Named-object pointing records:
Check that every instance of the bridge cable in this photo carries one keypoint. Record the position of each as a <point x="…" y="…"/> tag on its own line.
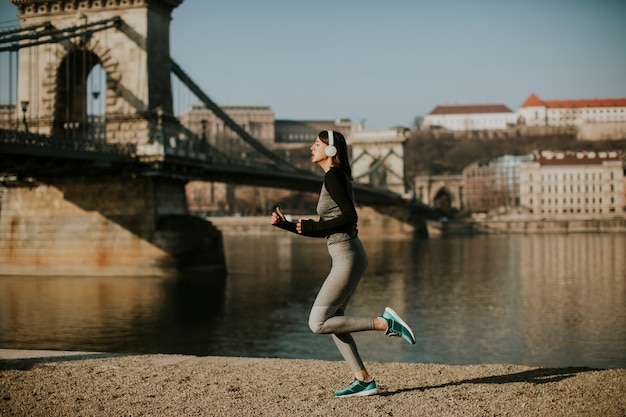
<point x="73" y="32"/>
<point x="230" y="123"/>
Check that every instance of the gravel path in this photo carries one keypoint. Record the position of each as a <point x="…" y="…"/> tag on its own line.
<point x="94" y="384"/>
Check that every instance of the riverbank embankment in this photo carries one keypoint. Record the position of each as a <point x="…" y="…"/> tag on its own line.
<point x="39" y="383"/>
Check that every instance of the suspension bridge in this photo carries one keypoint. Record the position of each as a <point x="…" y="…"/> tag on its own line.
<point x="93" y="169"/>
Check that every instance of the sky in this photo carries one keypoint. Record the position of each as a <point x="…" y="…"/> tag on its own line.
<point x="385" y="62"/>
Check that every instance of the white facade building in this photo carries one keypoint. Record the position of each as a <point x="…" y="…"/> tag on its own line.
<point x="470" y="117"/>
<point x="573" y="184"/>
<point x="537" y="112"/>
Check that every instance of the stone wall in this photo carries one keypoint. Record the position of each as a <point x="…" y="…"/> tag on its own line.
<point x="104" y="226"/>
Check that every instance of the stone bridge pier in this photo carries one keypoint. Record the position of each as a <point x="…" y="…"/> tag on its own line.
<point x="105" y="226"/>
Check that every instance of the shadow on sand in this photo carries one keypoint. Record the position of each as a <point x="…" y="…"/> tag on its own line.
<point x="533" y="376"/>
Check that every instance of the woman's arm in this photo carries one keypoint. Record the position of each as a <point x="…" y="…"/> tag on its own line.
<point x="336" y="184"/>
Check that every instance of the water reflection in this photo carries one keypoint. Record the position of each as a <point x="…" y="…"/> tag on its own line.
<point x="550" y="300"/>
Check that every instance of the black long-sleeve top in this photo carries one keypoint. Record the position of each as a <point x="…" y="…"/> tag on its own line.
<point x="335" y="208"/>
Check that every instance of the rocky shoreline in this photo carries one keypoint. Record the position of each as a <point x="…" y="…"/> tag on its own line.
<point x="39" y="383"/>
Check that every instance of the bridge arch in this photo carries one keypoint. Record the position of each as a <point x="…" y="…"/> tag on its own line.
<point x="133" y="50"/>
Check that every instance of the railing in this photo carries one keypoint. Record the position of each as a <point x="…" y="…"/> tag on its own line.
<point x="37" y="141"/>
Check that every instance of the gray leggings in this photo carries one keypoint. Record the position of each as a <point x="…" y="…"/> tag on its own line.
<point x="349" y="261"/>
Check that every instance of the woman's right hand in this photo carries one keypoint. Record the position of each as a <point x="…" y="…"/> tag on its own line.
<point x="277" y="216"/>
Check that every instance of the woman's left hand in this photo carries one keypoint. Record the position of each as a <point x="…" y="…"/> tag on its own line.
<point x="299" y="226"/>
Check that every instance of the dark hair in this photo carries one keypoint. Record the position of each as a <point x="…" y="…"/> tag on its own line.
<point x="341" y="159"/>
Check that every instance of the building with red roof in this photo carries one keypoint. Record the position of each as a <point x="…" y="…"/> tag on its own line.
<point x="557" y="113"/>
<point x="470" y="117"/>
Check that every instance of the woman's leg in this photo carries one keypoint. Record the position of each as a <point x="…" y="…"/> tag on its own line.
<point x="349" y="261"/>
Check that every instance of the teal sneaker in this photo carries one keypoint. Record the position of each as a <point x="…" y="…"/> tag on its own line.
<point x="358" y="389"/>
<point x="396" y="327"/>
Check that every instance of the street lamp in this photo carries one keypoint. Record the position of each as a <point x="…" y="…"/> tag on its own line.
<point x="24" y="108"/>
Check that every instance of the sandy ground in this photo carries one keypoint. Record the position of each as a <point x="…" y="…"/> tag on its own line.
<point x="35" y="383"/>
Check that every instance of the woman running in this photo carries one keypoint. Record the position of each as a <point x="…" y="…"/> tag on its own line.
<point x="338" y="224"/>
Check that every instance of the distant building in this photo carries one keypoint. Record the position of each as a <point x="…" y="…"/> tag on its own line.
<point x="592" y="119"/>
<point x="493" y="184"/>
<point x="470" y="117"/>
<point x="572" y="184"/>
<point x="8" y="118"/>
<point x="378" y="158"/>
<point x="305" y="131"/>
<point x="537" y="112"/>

--

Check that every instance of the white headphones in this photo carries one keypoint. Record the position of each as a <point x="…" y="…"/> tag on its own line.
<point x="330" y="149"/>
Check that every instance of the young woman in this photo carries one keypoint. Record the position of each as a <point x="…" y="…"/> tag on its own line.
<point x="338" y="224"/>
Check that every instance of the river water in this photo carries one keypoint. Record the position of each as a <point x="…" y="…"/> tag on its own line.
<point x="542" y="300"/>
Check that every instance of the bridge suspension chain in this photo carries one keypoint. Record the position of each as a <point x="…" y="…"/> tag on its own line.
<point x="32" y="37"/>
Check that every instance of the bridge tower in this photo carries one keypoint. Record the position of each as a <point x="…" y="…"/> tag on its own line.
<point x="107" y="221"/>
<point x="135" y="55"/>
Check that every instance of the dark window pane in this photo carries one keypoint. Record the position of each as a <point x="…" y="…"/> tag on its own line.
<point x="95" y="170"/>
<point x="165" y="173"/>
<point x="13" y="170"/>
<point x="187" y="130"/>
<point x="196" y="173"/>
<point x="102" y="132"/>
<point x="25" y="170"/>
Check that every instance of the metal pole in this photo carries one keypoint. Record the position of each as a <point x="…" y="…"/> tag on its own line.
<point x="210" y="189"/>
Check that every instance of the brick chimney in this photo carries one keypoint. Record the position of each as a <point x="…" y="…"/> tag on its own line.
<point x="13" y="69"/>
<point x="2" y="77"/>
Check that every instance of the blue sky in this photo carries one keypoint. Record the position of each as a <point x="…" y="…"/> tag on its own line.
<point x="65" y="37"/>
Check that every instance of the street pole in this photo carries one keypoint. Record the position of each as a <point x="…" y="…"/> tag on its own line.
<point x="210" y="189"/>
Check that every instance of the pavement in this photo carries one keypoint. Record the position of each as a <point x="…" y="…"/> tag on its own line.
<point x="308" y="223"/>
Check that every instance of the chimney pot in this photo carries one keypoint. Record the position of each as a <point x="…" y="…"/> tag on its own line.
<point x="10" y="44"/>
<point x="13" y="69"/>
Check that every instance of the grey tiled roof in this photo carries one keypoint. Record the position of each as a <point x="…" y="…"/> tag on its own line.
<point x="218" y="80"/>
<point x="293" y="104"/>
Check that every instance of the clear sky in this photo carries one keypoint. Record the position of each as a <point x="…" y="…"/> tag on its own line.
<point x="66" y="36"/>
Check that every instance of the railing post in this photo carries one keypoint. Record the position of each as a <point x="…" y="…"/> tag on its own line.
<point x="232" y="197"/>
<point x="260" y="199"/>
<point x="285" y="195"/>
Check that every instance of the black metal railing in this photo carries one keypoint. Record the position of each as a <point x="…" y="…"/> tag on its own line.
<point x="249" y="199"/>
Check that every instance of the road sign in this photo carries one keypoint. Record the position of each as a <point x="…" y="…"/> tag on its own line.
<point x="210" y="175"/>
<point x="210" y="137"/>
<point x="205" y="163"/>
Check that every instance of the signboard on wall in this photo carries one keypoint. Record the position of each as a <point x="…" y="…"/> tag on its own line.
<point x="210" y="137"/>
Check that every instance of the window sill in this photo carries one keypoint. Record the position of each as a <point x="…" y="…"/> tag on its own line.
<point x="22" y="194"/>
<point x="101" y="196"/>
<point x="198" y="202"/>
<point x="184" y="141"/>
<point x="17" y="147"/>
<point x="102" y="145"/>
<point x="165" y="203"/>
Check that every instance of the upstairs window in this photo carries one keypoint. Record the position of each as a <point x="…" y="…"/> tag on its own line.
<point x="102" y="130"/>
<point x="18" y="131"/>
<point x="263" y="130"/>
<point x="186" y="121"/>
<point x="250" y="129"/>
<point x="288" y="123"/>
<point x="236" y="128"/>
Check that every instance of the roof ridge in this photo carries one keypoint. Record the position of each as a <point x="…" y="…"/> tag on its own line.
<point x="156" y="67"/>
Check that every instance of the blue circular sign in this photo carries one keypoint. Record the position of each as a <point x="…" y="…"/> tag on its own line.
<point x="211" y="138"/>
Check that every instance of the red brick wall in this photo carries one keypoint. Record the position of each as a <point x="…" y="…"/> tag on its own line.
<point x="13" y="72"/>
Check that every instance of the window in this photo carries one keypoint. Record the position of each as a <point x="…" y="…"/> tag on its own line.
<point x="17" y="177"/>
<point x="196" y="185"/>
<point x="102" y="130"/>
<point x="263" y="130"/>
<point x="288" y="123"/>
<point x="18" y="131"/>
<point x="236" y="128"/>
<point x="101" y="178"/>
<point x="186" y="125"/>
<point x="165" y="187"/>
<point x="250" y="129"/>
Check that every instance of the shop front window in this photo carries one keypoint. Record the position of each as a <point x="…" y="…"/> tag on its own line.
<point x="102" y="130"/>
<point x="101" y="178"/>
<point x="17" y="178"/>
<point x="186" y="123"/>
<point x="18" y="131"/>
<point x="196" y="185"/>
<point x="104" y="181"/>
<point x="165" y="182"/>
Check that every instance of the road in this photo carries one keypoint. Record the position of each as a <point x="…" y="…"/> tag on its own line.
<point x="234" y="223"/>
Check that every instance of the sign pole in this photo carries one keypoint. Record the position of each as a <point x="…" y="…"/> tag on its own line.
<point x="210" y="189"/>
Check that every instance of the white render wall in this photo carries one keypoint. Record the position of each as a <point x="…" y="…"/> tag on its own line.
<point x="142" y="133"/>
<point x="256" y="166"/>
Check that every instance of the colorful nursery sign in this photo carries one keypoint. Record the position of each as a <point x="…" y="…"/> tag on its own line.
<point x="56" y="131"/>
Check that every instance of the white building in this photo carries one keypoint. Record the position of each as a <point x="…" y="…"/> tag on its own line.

==

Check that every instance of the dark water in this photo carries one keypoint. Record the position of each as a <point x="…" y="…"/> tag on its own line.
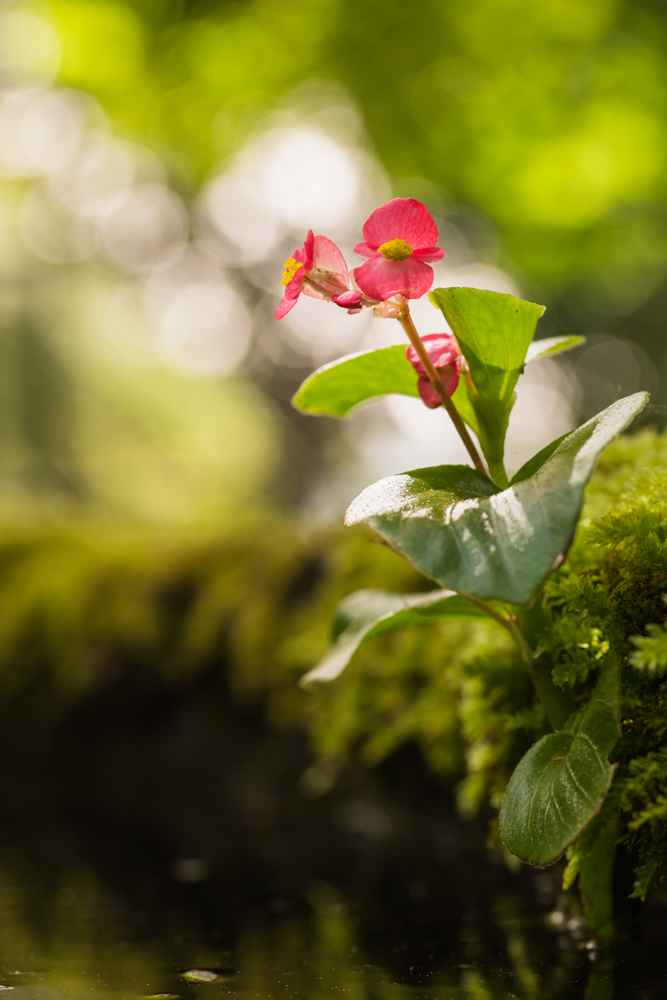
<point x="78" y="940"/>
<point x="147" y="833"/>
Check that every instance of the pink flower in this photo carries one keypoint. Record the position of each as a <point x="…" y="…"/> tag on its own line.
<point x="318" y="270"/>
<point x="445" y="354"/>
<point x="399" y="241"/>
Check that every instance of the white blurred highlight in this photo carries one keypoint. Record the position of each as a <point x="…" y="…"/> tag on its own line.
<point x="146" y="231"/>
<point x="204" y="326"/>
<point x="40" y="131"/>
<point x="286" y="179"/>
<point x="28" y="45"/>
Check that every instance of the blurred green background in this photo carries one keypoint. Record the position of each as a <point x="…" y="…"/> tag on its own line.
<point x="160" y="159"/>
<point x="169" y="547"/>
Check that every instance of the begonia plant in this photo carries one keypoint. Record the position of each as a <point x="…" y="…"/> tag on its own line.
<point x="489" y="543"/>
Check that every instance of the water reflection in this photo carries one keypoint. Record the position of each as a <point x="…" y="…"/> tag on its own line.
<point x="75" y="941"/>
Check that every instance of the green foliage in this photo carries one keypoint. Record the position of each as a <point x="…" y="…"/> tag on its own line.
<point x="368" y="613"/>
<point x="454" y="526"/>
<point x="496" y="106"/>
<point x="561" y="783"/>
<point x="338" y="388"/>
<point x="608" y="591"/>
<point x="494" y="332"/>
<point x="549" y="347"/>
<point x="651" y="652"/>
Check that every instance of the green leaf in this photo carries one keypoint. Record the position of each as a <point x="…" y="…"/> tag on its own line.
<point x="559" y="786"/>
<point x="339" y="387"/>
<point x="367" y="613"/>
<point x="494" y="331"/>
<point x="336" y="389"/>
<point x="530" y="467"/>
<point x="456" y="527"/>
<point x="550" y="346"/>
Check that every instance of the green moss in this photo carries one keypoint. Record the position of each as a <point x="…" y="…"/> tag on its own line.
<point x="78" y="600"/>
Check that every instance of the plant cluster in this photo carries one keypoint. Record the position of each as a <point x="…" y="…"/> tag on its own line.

Challenge ▸
Identify every line of the records above that contains the string "street", and copy each of those lines. Case counts.

Result below ▸
Check that every instance of the street lamp in this photo carries one keypoint. Record the position of each as a <point x="…" y="…"/> tag on its own line.
Check that every instance of the street pole in this photo carries one keypoint. Record the position of each as a <point x="…" y="…"/> tag on its own line.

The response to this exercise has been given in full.